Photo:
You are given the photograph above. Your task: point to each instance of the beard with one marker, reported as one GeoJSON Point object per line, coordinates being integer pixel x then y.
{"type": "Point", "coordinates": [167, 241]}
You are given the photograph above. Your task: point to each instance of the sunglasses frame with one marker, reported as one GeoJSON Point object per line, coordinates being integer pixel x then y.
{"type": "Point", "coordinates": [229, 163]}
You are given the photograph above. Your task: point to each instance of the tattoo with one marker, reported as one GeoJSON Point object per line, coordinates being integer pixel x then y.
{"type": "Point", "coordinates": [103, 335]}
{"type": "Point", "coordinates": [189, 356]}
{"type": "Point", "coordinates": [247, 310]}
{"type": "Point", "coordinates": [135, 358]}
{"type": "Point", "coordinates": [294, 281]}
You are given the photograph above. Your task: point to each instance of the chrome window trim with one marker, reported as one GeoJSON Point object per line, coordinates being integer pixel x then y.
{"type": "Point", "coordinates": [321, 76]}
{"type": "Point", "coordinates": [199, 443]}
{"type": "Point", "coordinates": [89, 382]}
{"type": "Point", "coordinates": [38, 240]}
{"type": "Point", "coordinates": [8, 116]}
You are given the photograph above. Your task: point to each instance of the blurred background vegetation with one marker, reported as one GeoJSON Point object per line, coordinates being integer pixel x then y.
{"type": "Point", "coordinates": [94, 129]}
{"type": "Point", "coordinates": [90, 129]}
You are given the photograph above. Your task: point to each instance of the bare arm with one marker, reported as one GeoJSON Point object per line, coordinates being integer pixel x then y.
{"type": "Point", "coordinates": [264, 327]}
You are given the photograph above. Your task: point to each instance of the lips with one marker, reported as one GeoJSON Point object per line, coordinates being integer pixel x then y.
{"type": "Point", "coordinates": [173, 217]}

****************

Task directions — Lay out everything from the line containing "of the lips" down to the end of the items as a Markdown table with the columns Row and Line. Give each line its own numbered row and leave out blank lines.

Completed exercise —
| Row | Line |
|---|---|
| 1 | You are given the photograph above. Your task: point to each instance of the lips with one marker, reported as one GeoJSON Point object per line, coordinates being integer pixel x then y. |
| 2 | {"type": "Point", "coordinates": [173, 217]} |